[START]
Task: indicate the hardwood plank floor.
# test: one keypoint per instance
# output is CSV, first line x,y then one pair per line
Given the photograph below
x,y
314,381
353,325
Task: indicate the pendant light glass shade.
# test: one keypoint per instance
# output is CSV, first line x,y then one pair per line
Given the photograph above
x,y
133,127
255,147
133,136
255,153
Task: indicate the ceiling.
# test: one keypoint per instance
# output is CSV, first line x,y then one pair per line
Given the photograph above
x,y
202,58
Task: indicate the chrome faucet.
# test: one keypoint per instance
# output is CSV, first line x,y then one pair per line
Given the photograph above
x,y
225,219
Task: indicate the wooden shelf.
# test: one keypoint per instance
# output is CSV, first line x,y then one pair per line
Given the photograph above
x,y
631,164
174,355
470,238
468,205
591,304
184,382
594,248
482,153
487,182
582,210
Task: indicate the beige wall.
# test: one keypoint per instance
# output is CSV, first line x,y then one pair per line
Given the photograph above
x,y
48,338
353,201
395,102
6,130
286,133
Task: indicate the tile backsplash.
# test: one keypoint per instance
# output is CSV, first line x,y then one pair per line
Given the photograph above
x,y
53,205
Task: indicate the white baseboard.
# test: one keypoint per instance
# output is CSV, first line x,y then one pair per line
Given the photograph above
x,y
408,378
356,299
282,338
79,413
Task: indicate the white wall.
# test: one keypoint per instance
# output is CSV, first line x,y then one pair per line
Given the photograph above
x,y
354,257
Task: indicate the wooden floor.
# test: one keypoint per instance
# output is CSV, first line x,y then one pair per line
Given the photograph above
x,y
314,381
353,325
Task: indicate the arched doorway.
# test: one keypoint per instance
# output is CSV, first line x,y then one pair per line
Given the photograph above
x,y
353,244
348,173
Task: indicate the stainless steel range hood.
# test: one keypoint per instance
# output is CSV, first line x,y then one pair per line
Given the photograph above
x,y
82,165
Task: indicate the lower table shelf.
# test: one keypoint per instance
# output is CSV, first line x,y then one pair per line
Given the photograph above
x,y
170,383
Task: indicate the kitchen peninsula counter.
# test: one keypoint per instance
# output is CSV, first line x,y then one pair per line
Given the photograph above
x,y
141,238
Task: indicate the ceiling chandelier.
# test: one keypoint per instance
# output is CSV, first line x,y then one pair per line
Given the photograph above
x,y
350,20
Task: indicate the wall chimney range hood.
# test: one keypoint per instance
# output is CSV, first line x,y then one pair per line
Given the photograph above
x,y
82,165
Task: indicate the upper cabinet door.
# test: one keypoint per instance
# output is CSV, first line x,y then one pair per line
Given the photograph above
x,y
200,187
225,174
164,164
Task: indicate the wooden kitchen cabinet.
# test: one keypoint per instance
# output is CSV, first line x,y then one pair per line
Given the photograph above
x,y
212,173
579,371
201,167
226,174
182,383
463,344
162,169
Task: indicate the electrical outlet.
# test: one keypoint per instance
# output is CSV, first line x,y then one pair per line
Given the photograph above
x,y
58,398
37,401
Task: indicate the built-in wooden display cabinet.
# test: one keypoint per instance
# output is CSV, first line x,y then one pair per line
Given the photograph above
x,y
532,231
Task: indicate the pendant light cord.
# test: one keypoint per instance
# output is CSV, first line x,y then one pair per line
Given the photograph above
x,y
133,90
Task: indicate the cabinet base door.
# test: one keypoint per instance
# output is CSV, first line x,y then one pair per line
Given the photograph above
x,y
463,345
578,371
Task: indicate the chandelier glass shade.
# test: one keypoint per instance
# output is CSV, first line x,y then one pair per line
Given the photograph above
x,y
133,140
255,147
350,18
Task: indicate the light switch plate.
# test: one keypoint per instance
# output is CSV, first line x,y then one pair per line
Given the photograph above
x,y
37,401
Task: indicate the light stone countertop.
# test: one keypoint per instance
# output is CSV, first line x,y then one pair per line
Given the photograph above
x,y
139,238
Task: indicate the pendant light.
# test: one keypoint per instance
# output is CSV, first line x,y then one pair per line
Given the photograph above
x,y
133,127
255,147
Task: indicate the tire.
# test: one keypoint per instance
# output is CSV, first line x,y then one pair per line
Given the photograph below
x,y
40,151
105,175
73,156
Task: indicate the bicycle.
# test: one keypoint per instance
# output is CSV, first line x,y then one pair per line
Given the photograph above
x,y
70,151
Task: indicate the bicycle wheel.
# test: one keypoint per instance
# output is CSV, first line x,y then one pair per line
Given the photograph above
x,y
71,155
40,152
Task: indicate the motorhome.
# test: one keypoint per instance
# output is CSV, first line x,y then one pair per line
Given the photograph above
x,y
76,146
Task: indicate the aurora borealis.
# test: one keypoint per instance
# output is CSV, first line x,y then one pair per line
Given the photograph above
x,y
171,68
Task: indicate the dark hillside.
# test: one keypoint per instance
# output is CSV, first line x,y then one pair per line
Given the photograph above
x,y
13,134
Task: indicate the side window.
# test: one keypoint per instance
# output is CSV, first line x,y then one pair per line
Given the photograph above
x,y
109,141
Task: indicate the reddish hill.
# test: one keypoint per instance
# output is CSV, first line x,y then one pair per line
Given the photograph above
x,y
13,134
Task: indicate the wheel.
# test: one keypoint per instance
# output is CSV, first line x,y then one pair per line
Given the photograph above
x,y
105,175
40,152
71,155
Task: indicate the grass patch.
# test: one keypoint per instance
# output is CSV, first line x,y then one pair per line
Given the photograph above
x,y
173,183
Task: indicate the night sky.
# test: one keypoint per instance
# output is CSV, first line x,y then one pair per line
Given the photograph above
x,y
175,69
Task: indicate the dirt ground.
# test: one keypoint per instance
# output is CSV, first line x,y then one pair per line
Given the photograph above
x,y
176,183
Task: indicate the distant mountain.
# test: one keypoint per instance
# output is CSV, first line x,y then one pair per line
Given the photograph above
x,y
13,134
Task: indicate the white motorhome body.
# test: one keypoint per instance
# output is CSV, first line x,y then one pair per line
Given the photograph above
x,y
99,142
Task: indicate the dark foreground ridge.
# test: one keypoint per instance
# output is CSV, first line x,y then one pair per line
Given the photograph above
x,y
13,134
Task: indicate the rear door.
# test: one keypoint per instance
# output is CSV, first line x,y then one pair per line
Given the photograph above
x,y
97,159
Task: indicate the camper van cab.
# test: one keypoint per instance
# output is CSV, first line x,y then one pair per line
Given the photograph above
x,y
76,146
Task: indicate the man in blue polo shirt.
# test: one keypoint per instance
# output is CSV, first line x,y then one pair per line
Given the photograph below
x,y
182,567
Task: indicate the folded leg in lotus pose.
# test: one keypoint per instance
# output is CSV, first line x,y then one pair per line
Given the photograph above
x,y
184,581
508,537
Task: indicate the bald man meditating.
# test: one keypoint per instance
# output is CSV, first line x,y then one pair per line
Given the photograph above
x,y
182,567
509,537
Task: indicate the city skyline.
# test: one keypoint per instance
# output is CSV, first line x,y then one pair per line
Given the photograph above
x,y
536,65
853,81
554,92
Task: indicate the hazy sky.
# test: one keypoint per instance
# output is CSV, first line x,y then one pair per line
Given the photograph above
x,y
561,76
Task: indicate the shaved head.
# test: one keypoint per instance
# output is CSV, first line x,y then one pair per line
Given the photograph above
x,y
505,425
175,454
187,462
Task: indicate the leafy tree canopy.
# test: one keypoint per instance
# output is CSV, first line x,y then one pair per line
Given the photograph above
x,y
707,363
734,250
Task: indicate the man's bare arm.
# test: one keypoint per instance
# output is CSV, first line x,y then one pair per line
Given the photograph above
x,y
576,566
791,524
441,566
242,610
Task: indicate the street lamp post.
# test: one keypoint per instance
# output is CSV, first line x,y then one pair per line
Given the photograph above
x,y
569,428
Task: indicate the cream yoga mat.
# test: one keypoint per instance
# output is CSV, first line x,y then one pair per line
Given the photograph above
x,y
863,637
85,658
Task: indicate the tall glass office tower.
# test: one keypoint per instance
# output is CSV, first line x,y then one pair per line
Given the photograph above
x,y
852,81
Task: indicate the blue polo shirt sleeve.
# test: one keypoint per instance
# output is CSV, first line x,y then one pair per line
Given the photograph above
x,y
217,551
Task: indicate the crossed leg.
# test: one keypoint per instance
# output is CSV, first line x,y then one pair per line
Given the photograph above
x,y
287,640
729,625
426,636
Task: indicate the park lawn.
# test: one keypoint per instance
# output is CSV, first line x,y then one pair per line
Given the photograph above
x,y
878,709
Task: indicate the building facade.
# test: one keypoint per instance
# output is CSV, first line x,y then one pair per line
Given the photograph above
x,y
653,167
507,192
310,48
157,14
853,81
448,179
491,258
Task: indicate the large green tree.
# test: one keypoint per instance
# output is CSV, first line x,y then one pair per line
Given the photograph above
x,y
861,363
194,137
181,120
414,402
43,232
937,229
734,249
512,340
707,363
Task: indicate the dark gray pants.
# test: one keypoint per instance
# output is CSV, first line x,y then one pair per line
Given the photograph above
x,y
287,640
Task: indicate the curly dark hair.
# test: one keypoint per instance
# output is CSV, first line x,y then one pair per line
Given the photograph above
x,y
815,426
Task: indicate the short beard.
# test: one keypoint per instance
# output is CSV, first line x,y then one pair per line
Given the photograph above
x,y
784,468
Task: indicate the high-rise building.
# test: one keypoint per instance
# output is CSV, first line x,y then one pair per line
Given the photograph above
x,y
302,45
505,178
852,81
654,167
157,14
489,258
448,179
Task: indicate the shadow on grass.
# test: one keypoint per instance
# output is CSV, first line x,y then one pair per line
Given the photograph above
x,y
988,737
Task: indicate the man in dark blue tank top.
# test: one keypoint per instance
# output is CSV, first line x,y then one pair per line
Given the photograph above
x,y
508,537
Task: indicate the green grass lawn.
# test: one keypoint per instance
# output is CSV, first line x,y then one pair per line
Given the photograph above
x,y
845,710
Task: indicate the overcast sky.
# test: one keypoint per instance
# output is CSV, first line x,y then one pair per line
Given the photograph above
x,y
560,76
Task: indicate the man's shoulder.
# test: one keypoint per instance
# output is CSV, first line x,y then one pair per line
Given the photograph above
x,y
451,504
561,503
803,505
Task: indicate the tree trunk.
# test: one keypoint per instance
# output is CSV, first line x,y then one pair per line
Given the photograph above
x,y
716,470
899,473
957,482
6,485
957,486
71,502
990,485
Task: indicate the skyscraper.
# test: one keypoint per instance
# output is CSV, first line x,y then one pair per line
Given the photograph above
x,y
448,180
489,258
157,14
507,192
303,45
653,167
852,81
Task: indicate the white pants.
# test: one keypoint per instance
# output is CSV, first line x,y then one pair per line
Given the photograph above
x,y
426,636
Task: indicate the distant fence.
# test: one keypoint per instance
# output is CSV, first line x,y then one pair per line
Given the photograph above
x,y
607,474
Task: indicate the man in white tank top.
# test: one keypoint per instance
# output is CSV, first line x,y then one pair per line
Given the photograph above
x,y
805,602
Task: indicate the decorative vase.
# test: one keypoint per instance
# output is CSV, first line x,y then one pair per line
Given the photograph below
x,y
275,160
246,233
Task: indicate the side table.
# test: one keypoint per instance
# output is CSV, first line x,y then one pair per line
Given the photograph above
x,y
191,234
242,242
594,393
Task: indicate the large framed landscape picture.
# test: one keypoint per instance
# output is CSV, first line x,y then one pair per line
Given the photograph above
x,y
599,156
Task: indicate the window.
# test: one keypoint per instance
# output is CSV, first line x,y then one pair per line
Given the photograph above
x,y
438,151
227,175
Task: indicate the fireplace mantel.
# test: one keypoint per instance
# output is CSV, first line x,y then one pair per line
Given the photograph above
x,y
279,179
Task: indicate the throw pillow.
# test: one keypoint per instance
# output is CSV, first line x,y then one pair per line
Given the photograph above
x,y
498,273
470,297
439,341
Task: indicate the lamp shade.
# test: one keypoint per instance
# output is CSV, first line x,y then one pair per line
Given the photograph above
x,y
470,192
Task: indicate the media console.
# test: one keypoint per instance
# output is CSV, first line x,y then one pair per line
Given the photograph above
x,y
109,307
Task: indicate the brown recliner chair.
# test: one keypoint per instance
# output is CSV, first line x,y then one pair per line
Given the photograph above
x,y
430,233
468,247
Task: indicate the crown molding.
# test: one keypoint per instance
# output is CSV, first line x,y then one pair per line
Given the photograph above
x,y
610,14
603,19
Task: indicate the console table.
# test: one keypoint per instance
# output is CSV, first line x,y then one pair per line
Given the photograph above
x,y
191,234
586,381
[END]
PROBLEM REQUIREMENTS — Write the lines out verbatim, from the one with "Task: indicate the decorative vase." through the last line of the entries, and stop there.

TASK SOLUTION —
Task: indicate the decorative vase.
# test: one keypoint per instance
# output is CSV, first line x,y then one pair per line
Given the photograph below
x,y
275,160
246,233
Task: indicate the side table.
# test: one keypoint per instance
# output is CSV, first line x,y then one pair per line
Given the photograph above
x,y
191,234
242,242
594,393
Task: indicate the large framed landscape picture.
# test: one keypoint per instance
# output is CSV, first line x,y then one pair per line
Given the photograph above
x,y
599,156
Task: indicate the window.
# test: one keypoint per instance
# output is CSV, first line x,y then one pair per line
Given the photograph above
x,y
438,151
227,175
Task: indicate the fireplace mantel.
# test: one keypoint per instance
# output is CSV, first line x,y then one pair per line
Given the photograph above
x,y
279,179
Task: indicate the throw pillow.
# test: one keypoint per instance
# output is CSV, first line x,y then one pair per line
Given the photograph above
x,y
498,273
470,297
439,341
Task: indicate the lamp shade.
# test: one keypoint per instance
# output is CSV, first line x,y then one pair per line
Given the photograph above
x,y
470,192
Task: indicate the media console.
# test: one keypoint per instance
# output is CSV, first line x,y then one pair per line
Given the photograph above
x,y
109,307
Task: indicate the brown recliner chair.
# test: one keypoint per instance
# output is CSV, first line x,y then one pair per line
Given the photograph above
x,y
430,233
468,247
Task: indicate the crown molding.
# test: one keypoint per instance
# output is CSV, first line x,y then one pair per line
Given the photograph above
x,y
610,14
603,19
Task: indicate the console table.
# test: one keypoint per instance
# output is CSV, first line x,y then one pair per line
Given the photograph above
x,y
191,234
586,381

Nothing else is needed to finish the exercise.